## DESCRIPTION OF THE TASK
Nothing but the lines from the start of the records below through the line that has "Circle any shadow on water in the image." should appear, each exactly as given.

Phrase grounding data
************

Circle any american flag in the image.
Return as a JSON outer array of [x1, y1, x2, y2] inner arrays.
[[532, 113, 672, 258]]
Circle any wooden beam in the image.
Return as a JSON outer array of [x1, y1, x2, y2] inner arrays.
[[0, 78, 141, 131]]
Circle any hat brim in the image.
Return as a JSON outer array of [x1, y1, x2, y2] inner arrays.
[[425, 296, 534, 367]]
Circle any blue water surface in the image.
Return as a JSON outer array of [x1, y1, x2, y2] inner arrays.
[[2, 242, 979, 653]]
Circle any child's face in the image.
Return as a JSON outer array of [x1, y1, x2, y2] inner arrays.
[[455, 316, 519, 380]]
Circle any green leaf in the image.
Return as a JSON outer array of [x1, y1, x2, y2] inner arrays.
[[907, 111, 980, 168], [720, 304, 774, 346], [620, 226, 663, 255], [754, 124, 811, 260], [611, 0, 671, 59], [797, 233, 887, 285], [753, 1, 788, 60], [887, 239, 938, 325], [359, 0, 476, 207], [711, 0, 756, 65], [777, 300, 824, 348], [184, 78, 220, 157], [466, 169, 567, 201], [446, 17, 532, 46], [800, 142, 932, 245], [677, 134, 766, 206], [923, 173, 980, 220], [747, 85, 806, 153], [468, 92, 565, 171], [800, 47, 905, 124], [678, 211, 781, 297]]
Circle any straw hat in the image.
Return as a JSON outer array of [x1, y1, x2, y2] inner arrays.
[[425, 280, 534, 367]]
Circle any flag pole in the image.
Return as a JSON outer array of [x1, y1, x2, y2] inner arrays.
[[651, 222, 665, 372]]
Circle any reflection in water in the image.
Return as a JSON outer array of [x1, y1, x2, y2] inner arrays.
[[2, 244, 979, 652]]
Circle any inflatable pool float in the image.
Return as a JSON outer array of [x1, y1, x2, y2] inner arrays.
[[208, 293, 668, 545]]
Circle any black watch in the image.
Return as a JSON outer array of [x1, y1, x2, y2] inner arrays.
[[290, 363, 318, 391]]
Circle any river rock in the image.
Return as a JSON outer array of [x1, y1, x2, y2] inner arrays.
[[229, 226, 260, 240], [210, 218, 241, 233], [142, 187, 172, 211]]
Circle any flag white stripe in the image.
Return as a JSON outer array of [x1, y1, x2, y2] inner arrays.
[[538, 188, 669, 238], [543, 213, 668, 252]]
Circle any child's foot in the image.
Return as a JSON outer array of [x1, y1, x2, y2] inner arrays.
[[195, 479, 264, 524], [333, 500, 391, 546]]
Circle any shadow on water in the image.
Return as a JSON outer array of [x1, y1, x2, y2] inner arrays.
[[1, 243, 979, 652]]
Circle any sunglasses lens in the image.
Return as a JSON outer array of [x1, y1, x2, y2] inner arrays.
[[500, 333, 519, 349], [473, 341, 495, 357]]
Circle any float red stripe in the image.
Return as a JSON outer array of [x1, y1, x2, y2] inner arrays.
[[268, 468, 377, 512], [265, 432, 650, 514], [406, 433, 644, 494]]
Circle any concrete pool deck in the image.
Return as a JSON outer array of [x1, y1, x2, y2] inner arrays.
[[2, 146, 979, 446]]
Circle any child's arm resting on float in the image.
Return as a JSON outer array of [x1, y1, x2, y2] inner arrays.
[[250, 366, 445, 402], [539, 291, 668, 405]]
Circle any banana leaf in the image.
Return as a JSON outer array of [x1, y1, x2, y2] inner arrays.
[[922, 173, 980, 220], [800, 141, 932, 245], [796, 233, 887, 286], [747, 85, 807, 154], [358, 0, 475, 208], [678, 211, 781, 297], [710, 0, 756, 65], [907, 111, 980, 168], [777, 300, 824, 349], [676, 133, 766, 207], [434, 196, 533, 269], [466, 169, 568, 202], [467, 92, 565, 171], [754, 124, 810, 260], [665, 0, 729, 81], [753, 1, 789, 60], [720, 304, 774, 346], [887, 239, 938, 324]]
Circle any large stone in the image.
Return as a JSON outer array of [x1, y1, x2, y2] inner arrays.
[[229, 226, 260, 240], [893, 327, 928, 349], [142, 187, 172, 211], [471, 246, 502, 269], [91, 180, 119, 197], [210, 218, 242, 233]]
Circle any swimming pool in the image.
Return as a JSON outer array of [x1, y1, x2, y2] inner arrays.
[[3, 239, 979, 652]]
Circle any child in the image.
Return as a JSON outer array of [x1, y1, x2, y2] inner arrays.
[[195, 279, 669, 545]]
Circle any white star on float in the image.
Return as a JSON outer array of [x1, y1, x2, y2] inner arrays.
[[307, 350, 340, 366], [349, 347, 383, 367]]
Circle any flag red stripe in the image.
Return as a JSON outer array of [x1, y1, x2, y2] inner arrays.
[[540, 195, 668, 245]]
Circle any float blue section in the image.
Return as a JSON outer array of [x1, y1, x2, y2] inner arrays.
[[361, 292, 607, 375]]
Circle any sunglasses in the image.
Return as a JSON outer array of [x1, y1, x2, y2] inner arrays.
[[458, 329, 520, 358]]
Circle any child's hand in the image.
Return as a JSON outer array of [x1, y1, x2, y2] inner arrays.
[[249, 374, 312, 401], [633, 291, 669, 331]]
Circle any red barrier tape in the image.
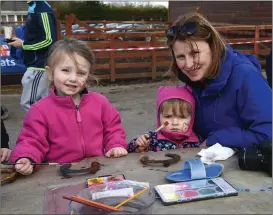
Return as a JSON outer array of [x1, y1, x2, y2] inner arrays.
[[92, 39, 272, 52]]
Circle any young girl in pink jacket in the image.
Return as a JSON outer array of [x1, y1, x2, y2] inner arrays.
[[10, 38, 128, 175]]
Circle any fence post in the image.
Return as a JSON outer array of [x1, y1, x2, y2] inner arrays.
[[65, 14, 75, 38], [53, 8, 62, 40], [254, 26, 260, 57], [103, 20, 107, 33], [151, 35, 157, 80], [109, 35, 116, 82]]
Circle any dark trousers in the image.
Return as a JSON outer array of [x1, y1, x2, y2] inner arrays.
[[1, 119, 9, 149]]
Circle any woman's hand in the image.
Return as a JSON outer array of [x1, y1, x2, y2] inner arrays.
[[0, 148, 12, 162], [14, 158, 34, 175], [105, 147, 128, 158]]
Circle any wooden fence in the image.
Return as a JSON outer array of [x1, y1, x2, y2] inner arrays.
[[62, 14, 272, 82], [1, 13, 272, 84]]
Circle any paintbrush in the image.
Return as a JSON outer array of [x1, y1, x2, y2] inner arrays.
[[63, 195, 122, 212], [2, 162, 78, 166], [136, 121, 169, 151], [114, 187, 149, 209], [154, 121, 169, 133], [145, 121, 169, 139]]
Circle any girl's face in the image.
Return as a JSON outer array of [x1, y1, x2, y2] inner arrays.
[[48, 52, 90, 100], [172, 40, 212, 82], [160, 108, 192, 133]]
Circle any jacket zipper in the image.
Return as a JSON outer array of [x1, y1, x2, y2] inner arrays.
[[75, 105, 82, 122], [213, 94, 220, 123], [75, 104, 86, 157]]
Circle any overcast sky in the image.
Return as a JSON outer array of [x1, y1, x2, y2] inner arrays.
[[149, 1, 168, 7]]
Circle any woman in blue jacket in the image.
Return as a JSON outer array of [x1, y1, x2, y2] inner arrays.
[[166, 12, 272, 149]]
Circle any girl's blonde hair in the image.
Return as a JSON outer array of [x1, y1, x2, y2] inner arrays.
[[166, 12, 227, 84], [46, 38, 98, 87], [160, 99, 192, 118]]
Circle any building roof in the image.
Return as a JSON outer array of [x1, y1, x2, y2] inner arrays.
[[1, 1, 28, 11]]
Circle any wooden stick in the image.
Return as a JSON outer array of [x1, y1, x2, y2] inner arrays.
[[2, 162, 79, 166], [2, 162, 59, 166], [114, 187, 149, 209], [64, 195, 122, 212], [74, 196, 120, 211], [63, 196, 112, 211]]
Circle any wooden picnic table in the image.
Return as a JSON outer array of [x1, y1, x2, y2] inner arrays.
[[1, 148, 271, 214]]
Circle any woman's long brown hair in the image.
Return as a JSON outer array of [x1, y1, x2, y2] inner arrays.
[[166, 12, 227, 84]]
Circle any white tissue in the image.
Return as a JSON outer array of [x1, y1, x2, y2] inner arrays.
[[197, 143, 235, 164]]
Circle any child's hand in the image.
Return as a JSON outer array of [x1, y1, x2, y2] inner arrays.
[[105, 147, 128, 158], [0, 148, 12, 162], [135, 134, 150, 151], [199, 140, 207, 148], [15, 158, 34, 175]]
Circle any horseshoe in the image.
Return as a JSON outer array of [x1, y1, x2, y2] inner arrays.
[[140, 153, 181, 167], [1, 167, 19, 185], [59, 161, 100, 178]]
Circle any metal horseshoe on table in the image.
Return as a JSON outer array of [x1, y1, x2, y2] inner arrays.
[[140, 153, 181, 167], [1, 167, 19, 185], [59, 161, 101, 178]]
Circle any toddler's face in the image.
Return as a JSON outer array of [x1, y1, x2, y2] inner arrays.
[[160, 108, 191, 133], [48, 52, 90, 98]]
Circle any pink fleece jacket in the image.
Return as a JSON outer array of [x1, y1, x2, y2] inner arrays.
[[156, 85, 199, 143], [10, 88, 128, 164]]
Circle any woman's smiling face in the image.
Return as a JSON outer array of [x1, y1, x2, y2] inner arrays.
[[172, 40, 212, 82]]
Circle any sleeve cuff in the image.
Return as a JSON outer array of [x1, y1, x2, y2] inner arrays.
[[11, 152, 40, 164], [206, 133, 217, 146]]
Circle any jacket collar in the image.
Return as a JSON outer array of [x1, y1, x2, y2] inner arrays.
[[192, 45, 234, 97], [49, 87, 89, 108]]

************

## RESULT OF THIS EXERCISE
Circle any american flag in the image.
Return as a JSON outer array of [x1, y1, x2, y2] inner arrays.
[[532, 113, 672, 258]]
Circle any wooden beam in the image.
Return as a JSON outer array of [x1, y1, x2, y2] inner arrays.
[[0, 78, 141, 131]]
Circle any hat brim in the image.
Return as a JSON outer array of [x1, y1, x2, y2] inner arrays.
[[425, 296, 534, 367]]
Circle any blue water surface in the image.
Return as a JSON outer array of [x1, y1, x2, y2] inner arrays.
[[2, 242, 979, 653]]
Circle any child's face in the image.
Return as a JSON outer array of [x1, y1, x2, y2] inner arrays.
[[455, 316, 519, 380]]
Circle any green leaf in the image.
Return as a JSON outer array of [x1, y1, x2, y2] inner arrays.
[[907, 111, 980, 168], [720, 304, 774, 346], [620, 226, 663, 255], [754, 124, 811, 260], [611, 0, 671, 59], [797, 233, 887, 285], [753, 1, 788, 60], [887, 239, 938, 325], [359, 0, 476, 207], [711, 0, 756, 65], [777, 300, 824, 348], [184, 78, 220, 157], [466, 169, 567, 201], [446, 17, 532, 46], [800, 142, 932, 245], [677, 134, 766, 206], [923, 173, 980, 220], [747, 85, 806, 153], [468, 92, 565, 171], [800, 47, 905, 124], [678, 211, 781, 297]]
Circle any straw hat in the image.
Return as a JSON outer array of [x1, y1, x2, y2] inner arrays.
[[425, 280, 534, 367]]
Circle any flag pole in the image.
Return as a JSON outer array of [x1, y1, x2, y2] inner arrays.
[[651, 222, 665, 372]]
Circle any reflection in water in the image.
Return as a JSON outer array of [x1, y1, x2, y2] inner arrays.
[[2, 244, 979, 652]]
Circle any inflatable pool float in the image.
Return as a JSON outer array of [x1, y1, x2, y2] inner arrays.
[[208, 293, 668, 545]]
Circle any black watch in the image.
Return as a JSON outer array of [x1, y1, x2, y2] inner arrays.
[[290, 363, 318, 391]]
Circle any river rock in the image.
Return as a JSON outer array of [x1, y1, x2, y2] inner arrays.
[[229, 226, 260, 240], [210, 218, 241, 233], [142, 187, 172, 211]]
Circle any flag white stripe in the image.
Return as a JSON outer array of [x1, y1, x2, y2] inner arrays.
[[538, 188, 669, 238], [543, 213, 668, 252]]
Circle any child's foot in the image.
Return as a JSON outer array of [x1, y1, x2, y2] inner arrays.
[[195, 479, 264, 524], [333, 500, 391, 546]]
Circle any shadow on water in the image.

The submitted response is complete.